- TEXTAUSZUG:
+--

Frage: Wer ist in Gefahr?
Rasin: Diese Gefahr besteht vor allen Dingen für Jesiden und Christen, deshalb wünschen wir uns, dass die Aufnahmebereitschaft auch hier steigt, denn die Zahl der Jesiden und Christen in Syrien wird immer geringer, wir werden ausgerottet.
Faizah: Aber auch die Lebensverhältnisse sind katastrophal. So fällt zum Beispiel ständig der Strom aus. Auch Wasser gab es oft nur eine Stunde am Tag. Wie soll man so zum Beispiel die Wäsche für eine sechsköpfige Familie da waschen?

Frage: Wie sind Sie nach Deutschland gekommen?
Rasin: Die Anträge auf Familienzusammenführung müssen die Verwandten hier in Deutschland stellen. Manchmal dauert die Bearbeitung aber sehr lange. In dieser Wartezeit kann so viel geschehen. Wir sind nach Bewilligung der Anträge in den Libanon gegangen und von dort aus nach Deutschland geflogen

Frage: Was geschieht, wenn der Antrag abgelehnt wird?

+--

- AUFGABEN:
1) Fassen Sie bitte den Absatz des Textauszugs, der mit „Aber auch die Lebensverhältnisse“ beginnt, als kurze Stichpunktliste zusammen.
2) Über welches Land kamen die Befragten laut Textauszug nach Deutschland?

Gespeicherte Daten
+--

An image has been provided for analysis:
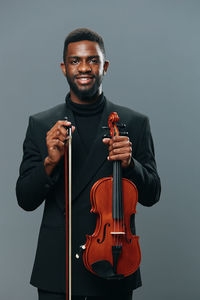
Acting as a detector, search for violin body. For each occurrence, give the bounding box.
[83,112,141,279]
[83,177,141,279]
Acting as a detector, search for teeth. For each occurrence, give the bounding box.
[79,78,91,81]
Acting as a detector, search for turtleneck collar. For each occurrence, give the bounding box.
[65,93,106,116]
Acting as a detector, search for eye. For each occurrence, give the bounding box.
[70,59,78,65]
[91,58,99,64]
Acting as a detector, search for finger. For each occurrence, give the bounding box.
[109,147,132,155]
[109,140,132,151]
[102,138,111,145]
[112,135,129,142]
[47,121,71,135]
[108,153,131,161]
[49,139,65,151]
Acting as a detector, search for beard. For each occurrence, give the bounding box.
[66,74,103,102]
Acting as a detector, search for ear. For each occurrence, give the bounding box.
[103,60,110,75]
[60,63,66,76]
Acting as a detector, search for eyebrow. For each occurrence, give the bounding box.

+--

- IHRE ANTWORTEN:
1)
- Katastrophale Lebensverhältnisse
- Ständige Stromausfälle
- Wasser oft nur eine Stunde am Tag
- Wäschewaschen für eine sechsköpfige Familie dadurch kaum zu bewältigen

2) Über den Libanon, von wo aus sie nach Deutschland flogen.